[WHAT TO WORK ON] Return the entries below exactly as written.

(Entries taken from a collection)

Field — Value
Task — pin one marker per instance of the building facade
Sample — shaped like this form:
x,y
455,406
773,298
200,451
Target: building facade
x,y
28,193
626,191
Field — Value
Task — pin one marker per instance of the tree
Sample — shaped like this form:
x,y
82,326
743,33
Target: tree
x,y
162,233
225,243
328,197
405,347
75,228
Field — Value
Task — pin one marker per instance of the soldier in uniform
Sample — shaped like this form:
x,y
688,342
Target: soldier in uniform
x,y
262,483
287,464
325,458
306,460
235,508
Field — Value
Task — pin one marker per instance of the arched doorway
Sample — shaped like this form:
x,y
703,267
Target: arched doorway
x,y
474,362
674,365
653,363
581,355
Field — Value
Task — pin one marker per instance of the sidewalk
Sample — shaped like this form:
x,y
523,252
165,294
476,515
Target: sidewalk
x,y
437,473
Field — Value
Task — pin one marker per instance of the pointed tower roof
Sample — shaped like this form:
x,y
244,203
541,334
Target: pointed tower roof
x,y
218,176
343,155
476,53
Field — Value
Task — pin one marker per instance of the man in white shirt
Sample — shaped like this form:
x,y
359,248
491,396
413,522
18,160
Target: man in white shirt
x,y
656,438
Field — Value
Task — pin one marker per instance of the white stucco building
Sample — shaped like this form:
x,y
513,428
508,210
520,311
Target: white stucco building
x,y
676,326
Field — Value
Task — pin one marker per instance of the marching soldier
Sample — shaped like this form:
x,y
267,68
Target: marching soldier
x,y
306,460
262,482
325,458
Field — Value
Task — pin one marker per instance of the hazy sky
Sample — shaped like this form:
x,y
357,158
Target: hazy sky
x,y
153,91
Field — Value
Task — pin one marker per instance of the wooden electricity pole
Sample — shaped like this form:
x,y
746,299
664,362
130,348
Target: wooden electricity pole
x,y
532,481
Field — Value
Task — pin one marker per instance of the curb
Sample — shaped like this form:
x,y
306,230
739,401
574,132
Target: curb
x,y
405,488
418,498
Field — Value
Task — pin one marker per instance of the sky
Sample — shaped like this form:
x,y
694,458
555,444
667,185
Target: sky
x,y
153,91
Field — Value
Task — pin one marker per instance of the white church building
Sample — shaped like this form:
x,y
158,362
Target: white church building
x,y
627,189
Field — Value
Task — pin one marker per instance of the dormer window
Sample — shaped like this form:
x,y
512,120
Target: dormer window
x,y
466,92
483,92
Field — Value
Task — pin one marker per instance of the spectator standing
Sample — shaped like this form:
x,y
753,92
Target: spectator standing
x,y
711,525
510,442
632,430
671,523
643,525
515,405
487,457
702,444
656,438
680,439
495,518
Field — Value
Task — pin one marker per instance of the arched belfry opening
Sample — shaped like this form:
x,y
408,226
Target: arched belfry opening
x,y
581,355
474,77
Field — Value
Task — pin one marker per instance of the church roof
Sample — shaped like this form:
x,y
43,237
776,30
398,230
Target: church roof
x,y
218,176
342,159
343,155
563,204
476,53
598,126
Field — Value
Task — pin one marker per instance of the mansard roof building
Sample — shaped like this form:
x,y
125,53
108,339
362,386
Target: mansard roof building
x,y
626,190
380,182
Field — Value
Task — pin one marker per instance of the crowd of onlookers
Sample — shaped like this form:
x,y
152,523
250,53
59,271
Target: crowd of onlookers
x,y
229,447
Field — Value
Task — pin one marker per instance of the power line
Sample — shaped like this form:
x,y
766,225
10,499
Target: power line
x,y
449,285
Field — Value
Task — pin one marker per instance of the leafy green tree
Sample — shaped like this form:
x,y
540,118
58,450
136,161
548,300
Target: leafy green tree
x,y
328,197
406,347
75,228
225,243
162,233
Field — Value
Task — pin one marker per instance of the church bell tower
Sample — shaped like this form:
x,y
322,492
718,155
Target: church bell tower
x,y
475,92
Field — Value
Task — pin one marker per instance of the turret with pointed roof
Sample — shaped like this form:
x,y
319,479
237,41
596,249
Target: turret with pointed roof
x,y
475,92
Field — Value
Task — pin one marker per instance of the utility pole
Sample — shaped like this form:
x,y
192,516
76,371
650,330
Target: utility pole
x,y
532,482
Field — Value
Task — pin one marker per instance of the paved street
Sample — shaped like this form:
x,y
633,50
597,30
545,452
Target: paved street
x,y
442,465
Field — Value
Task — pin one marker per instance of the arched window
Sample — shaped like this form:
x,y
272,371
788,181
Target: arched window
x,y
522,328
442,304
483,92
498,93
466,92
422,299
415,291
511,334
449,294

[SOLUTION FOR THIS EXERCISE]
Field — Value
Task — pin one marker per instance of the building facade
Sample — shaped like this form:
x,y
455,406
773,298
200,451
Target: building facade
x,y
28,193
626,191
Field — Value
Task — pin one marker per instance of the tree
Sample — shaped like this form:
x,y
82,326
743,33
Target: tree
x,y
162,233
225,243
328,197
405,347
75,228
Field — Value
Task — pin one marker per instance of the soldier in uniform
Sample — shaped like this form:
x,y
688,342
Target: soldier in uniform
x,y
262,483
287,464
325,458
306,460
235,508
Field — Value
Task — pin one marker per instance of the arched doorway
Sample — shaped like this form:
x,y
703,267
Target: arched doorway
x,y
474,362
674,365
653,363
581,355
Field — Value
Task — pin one marker per instance of the sidewalk
Sample — shaped like this form:
x,y
523,252
165,294
476,515
Target: sidewalk
x,y
437,473
Field — Value
Task — pin one marker per instance of the pointed tower roof
Sample — shaped like this form:
x,y
244,203
541,334
Target: pointed tower roof
x,y
218,176
343,155
476,53
Field — Value
Task — pin one marker per instance of the man in white shirt
Sample — shaped like this form:
x,y
359,248
491,396
413,522
18,160
Target: man in white shirt
x,y
656,438
Field — Value
Task — pin one marker per instance of the white stucco building
Sample — shaped like this form:
x,y
513,428
508,210
520,311
Target: white stucco building
x,y
676,326
Field — Value
Task — pin one marker per instance of the marching soldier
Sample — shaped like this form:
x,y
267,68
Target: marching soldier
x,y
306,460
262,482
325,458
Field — Value
Task — pin one marker per instance of the hazy sky
Sample — shaped like this form:
x,y
357,158
Target: hazy sky
x,y
153,91
Field — Value
Task — pin one marker per instance of the wooden electricity pole
Sample — shaped like this form:
x,y
746,299
664,362
130,348
Target: wooden electricity pole
x,y
532,481
Field — Value
Task — pin one marker per instance of the curb
Sample — shaped like this form:
x,y
306,230
739,401
574,132
Target: curb
x,y
405,488
418,498
Field — Value
Task — pin one marker per instance of the sky
Sample — shaped like this form:
x,y
694,458
555,444
667,185
Target: sky
x,y
153,91
Field — Value
Task — pin one marker per instance of the white church building
Sample — shaped like this form:
x,y
158,362
Target: white church building
x,y
627,189
Field — Value
Task — pin one marker per instance of the dormer window
Sample — shaped like this form:
x,y
512,120
Target: dormer window
x,y
466,92
483,92
Field — Value
Task — pin one marker per instance of the spectator standing
Sample — shaped like this form:
x,y
753,92
Target: spectator standing
x,y
711,525
510,442
632,430
671,523
643,525
515,405
487,457
702,444
656,438
680,439
495,518
Field — Value
Task — pin one marker per instance of the arched belfry opening
Sample — shaped like this form:
x,y
408,226
Target: arched belfry opening
x,y
581,355
474,77
Field — Value
Task — pin one marker per instance of the church roof
Sample — shaped like this form:
x,y
43,237
776,30
398,230
Target: church roof
x,y
218,176
342,159
343,155
563,204
476,53
598,126
Field — Value
Task — pin one marker per instance of the mansard roof building
Sample — shaped like this form:
x,y
125,53
108,339
362,386
Target: mansard roof building
x,y
626,190
380,182
Field — Value
Task — pin one marker per instance of the crowd of onlookers
Sample — shaped like this form:
x,y
152,523
250,53
59,271
Target: crowd of onlookers
x,y
229,447
Field — Value
Task — pin one marker per instance of the power line
Sample — shaped like this form:
x,y
766,225
10,499
Target: power line
x,y
449,285
Field — Value
Task — pin one marker per instance of the leafy green tree
Sample — shaped like this form:
x,y
540,118
58,450
136,161
548,300
Target: leafy green tree
x,y
328,197
406,347
75,228
225,243
162,233
Field — Value
Task — pin one marker per instance of the church bell tower
Sample — shaped like this form:
x,y
322,492
718,155
Target: church bell tower
x,y
475,92
Field — Value
Task — pin one marker per instance of the turret with pointed roof
Sample — shaped like this form:
x,y
319,479
237,41
596,249
Target: turret with pointed roof
x,y
475,92
Field — Value
Task — pin one marker per instance of the utility pole
Sample — shaped like this form:
x,y
192,516
76,371
650,330
Target: utility pole
x,y
532,482
Field — Value
Task — pin one marker per instance of the paved street
Sample — shaped like this form:
x,y
633,50
597,30
545,452
Target: paved street
x,y
442,465
Field — Value
Task — pin one marker per instance of the arched window
Sample — shaped like this form:
x,y
272,371
788,181
Target: arched window
x,y
522,328
442,304
483,92
498,93
466,92
422,299
415,291
511,334
449,294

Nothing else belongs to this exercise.